• **DIRECTIVE**: Substitute "Locate" for "Highlight" everywhere it occurs in the entries below and write them out again with nothing else changed. Omit the pictures.

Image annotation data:

----

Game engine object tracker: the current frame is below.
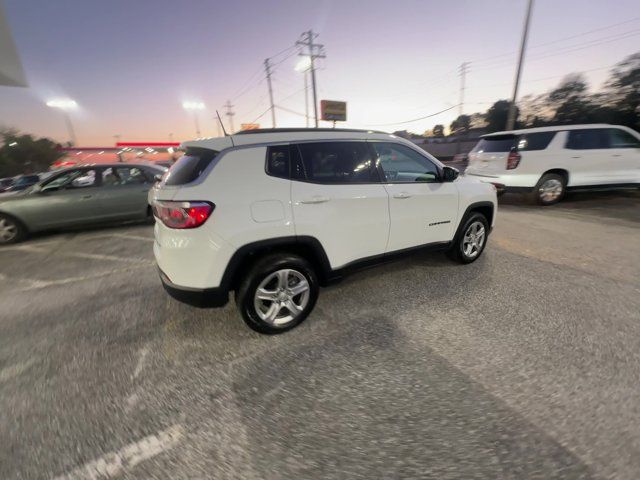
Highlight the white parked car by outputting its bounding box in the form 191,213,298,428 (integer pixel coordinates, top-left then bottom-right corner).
465,124,640,205
149,129,497,333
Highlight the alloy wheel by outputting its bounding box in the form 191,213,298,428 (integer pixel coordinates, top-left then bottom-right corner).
253,268,310,326
0,217,18,243
462,222,486,258
538,178,563,203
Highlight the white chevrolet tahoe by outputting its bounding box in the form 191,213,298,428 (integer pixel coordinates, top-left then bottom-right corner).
149,129,497,333
465,124,640,205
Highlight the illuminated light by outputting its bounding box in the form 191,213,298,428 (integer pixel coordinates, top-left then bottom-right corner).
182,102,204,110
295,57,311,72
47,98,78,110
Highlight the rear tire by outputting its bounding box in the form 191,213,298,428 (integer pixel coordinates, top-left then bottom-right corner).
236,253,319,334
447,212,489,263
533,173,567,206
0,213,27,245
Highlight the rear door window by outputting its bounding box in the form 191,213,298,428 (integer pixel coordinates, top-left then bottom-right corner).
293,142,377,184
267,145,289,179
609,128,640,148
518,132,556,152
164,148,219,186
566,128,610,150
472,135,516,153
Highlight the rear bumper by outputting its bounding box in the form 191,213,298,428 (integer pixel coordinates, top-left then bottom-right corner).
158,270,229,308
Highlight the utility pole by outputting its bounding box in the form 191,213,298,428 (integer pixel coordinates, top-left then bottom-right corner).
506,0,533,130
458,62,469,116
303,70,309,128
224,100,235,133
264,58,276,128
296,30,325,128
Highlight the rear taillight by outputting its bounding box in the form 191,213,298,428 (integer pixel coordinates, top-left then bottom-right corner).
507,150,522,170
153,200,213,228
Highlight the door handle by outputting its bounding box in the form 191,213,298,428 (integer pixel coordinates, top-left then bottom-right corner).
393,192,411,199
300,195,330,204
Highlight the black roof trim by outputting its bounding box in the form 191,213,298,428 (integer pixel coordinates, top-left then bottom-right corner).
233,128,388,135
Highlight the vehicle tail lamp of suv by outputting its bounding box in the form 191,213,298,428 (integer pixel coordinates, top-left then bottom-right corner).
153,201,213,228
507,148,522,170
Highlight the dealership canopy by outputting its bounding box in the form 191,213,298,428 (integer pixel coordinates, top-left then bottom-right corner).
0,0,28,87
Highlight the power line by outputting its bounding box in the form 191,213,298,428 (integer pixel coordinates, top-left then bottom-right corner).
276,105,306,117
367,105,459,127
474,29,640,71
473,17,640,64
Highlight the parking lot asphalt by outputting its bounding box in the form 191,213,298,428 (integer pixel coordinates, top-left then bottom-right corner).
0,191,640,479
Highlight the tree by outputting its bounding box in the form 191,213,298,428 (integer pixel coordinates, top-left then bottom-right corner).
548,73,593,125
449,115,471,137
486,100,520,132
607,52,640,131
0,129,64,177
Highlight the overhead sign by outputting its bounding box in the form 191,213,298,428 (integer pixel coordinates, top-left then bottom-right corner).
320,100,347,122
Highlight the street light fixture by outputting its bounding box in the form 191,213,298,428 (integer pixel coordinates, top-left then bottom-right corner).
182,102,204,137
47,98,78,145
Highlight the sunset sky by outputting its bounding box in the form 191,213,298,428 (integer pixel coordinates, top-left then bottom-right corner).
0,0,640,146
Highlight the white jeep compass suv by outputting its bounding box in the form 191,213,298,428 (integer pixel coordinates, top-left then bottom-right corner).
465,124,640,205
149,129,497,333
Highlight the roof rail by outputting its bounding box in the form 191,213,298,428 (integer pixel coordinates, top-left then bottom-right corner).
234,128,387,135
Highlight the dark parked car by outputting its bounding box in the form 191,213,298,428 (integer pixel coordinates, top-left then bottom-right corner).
0,163,165,244
0,177,15,193
5,174,40,192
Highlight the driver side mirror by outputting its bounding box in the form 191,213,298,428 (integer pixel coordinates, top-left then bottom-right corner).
442,165,460,182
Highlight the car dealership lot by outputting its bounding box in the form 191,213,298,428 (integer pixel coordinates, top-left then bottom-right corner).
0,191,640,479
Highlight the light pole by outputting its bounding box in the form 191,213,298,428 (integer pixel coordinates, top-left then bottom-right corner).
295,57,311,128
506,0,533,130
182,102,204,137
47,99,78,145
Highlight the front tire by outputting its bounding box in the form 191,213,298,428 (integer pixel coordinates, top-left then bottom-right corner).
0,213,27,245
533,173,567,206
236,253,319,334
447,212,489,263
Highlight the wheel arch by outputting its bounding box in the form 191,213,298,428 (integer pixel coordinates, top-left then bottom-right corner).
221,236,331,291
538,168,569,187
453,201,497,242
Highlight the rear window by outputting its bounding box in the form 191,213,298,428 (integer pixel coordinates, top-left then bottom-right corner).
473,135,516,153
164,148,219,185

----

• **REPLY TO THE TASK**:
Game engine object tracker: the current frame is below.
Locate the white parked car by outputting its bounding box in the form 191,213,298,428 (integer pixel coordinates, top-left then bottom-right corner).
465,124,640,205
149,129,497,333
Locate the alloy wheel by outputting its bounding box in the form 191,213,298,428 (integer pixel coordinates, top-left then bottom-right corner).
253,268,310,326
0,217,18,243
462,222,486,258
538,178,563,203
Locate the white chevrolet tahoe by outputting its bounding box in the form 191,213,298,428 (integer pixel coordinates, top-left then bottom-right corner).
149,129,497,333
465,124,640,205
Locate the illuminated light by outputting its bounding box in the form 191,213,298,428 (integer pixel coordinates, top-left then bottom-right corner).
182,102,204,110
295,57,311,72
47,98,78,110
Locate the rear tire by outputting its bounding box in the form 191,213,298,428 (integer pixel coordinates, top-left then bottom-right corner).
236,253,319,334
447,212,489,263
533,173,567,206
0,213,27,245
Locate the rear door window by outputting its bounding box in the form 191,213,298,428 (integer pixel coordinates, top-left then bottom-right corner).
293,142,377,184
267,145,289,179
609,128,640,148
518,132,556,152
164,148,219,186
566,128,610,150
472,135,516,153
Locate the rear bumper by outputting its bounding box in the form 191,213,298,428 (integer pixel coordinates, top-left then bottom-right corner).
158,270,229,308
Locate the utility pole by outputting its bounding box in the form 191,213,298,428 (integer pixel coordinates, top-left then bottom-right corner).
506,0,533,130
458,62,469,116
303,70,309,128
224,100,235,133
264,58,276,128
296,30,325,128
Locate the rear taillight by outputting its bounding box in the form 191,213,298,428 (integer pixel coordinates, top-left then bottom-right corner).
507,150,522,170
153,200,213,228
Locate the door handle by outputting its bounding box in the form 191,213,298,428 (integer pixel coordinates, top-left then bottom-right corner).
393,192,411,199
300,195,330,204
Locate the black roof trim by outputting its bounding box in the form 191,213,298,428 (integer pixel coordinates, top-left then bottom-right corner).
233,128,388,135
Locate the vehicle tail lamp of suv by outputting its bounding box in the form 191,213,298,428 (integer pixel coordinates, top-left then bottom-right corner).
153,201,213,228
507,148,522,170
Locate the dealership canopy by outputting its bounding box in the form 191,213,298,428 (integer pixel coordinates, top-left then bottom-right corner).
0,0,28,87
Locate the power line by outputting its bounding box in the form 191,213,298,428 (integer pixel coordinates, top-left then bottom-right corner).
276,105,306,117
367,105,459,127
474,29,640,71
473,17,640,64
Locate the parking lot asphalt by outputting its bounding box in the form 191,213,298,428 (integer pixel coordinates, top-left then bottom-right corner).
0,191,640,479
Locate the tree by outputting its bounding box in the form 191,213,298,428 (integer pixel coordinates, top-left then bottom-right corner).
548,73,593,125
449,115,471,137
486,100,520,132
607,52,640,131
0,129,64,177
Locate the overhead sign by outputting its bounding box in the form 191,213,298,428 (integer pixel coordinates, top-left then bottom-right corner).
320,100,347,122
Locate the street light fixture by outputting its bounding box in the form 191,213,298,428 (integer pixel coordinates, top-left then bottom-right corner).
182,102,204,137
47,98,78,145
Locate the sunset sky by outputting its bounding box in the form 191,213,298,428 (integer pixel coordinates, top-left then bottom-right corner).
0,0,640,146
Locate the white jeep compass suv by outputting its bounding box in the form 191,213,298,428 (integer pixel coordinates, top-left then bottom-right corner).
465,124,640,205
149,129,497,333
Locate the roof rail by outputting its bounding box in the form 191,213,298,428 (integer pixel coordinates, top-left then bottom-right corner).
234,128,387,135
Locate the dark parked car by outputting its bounding box in the form 191,213,298,428 (integer pixel coordinates, top-left then bottom-right corner).
0,163,165,244
0,177,15,193
5,174,40,192
Locate the driver side mirror by outputting its bounding box in the form 191,213,298,428 (integer pixel coordinates, top-left then bottom-right corner).
442,165,460,182
Locate the car dealership lot by outputting its bounding box in the form 191,213,298,428 (integer pixel coordinates, top-left then bottom-right corner).
0,191,640,479
Locate the light pole by outputting its bounding box in the form 191,213,298,428 (integer pixel coordinates, top-left then bottom-right corner).
295,57,311,128
506,0,533,130
182,102,204,137
47,99,78,145
Locate the front tire by outputting its bounding box in the form 191,213,298,428 (integer pixel coordinates, top-left then bottom-right corner).
0,213,27,245
533,173,567,206
236,253,319,334
447,212,489,263
Locate the wheel arch by outputting its bounding box in the form 191,213,298,428 (integer pixel coordinates, top-left then bottom-right corner).
221,236,331,291
538,168,569,187
453,201,497,242
Locate the rear window by outputting its bounding box in the form 191,213,298,428 (integer pixel coordinates, top-left then bottom-right corner).
473,135,516,153
164,148,219,185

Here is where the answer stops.